**Prompt:** Give the data below again, word for word.

**Provided information:**
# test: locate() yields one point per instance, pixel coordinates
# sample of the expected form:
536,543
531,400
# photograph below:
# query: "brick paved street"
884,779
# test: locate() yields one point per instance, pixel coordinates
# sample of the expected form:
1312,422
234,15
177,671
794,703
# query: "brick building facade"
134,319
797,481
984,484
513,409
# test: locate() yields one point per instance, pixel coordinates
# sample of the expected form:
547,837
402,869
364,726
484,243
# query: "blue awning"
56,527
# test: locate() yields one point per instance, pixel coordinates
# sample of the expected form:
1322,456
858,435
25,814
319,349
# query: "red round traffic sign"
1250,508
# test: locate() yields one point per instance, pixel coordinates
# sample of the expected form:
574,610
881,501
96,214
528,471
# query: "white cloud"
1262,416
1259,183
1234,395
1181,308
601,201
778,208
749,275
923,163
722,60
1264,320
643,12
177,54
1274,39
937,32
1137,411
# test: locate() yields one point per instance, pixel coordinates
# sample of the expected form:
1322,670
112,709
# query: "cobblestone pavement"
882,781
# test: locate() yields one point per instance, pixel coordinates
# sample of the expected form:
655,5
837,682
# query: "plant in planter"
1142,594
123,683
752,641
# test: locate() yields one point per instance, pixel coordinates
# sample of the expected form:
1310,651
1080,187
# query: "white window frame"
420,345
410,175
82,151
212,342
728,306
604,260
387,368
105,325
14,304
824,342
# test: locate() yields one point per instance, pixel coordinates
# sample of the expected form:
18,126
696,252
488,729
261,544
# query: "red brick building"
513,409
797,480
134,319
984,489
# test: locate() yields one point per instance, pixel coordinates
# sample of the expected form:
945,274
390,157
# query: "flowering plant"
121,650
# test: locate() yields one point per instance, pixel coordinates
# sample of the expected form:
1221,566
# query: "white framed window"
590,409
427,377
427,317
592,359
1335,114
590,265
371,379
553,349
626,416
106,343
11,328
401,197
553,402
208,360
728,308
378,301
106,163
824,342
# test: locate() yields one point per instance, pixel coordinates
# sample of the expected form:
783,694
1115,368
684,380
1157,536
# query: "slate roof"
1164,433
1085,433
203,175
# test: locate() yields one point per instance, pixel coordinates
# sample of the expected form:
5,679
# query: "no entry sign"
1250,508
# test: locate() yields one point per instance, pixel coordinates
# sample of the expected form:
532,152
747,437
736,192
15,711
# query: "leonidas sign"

**Answer:**
# test: locate() yields one point per instance, pixel coordinates
# sample of the expected form:
536,543
531,400
# photograph below:
# query: "brick paved street"
884,779
# test: locate() yields one point per instance, pixel coordinates
# sample of the expected form:
1312,422
234,15
177,671
794,703
# query: "brick building facade"
134,319
797,481
984,484
513,409
# test: locate() yields one point per instance, pixel coordinates
# sample of the expected form:
547,837
402,869
364,726
484,243
# query: "blue awning"
56,527
# test: locate() yields one point per instance, pixel coordinates
# sample of the expected form:
1322,456
858,435
25,814
319,349
# query: "red round traffic sign"
1250,508
# test: locate() yields one point per instance, pixel coordinates
# sample of the expected form:
574,610
881,501
96,214
528,471
# query: "white cloud"
1262,416
1259,183
1234,395
1181,308
601,201
778,208
749,275
923,163
722,60
1264,320
643,12
177,54
1274,39
937,32
1137,411
# test: locate() yields one point per instance, pixel coordinates
# sample of the expected form:
1322,670
112,709
# query: "cobblestone pavement"
882,781
# test: locate() yields one point per instance, pixel coordinates
# sample of the expected form:
655,5
837,682
# query: "plant in planter"
1142,594
123,683
752,641
# test: locate() yields one point per instance, pixel coordinates
# sample of the expected form:
1310,651
1080,187
# query: "white window frame"
420,345
410,175
82,151
212,342
728,306
604,260
387,368
105,325
14,304
824,342
# test: locate() yields one point per instance, pixel coordinates
# sample of the expected form:
18,126
696,252
488,729
261,544
# query: "red brick building"
513,409
797,480
134,319
984,489
# test: locate() yields one point per instance, pixel coordinates
# sample of the expected form:
945,274
390,157
# query: "flowering plant"
121,650
# test: locate() yields one point per instance, pixel coordinates
# sample of the expected form:
1221,566
# query: "white framed window"
590,409
427,377
427,317
592,359
1335,114
590,265
371,379
553,349
626,416
106,343
11,328
401,197
553,402
208,360
728,308
378,301
106,163
824,342
# test: locate() yields one point per instance, pixel coordinates
# sample of the expected form:
783,694
1115,368
684,380
1157,536
# query: "slate roof"
1164,433
1085,433
203,175
# test: locate() yields one point per instance, pixel coordinates
# sample of the expected form:
5,679
# query: "no entry sign"
1250,508
# test: locate() yields one point per instance, pixel coordinates
# sample of the expected form:
532,152
747,437
736,192
15,711
# query: "leonidas sign"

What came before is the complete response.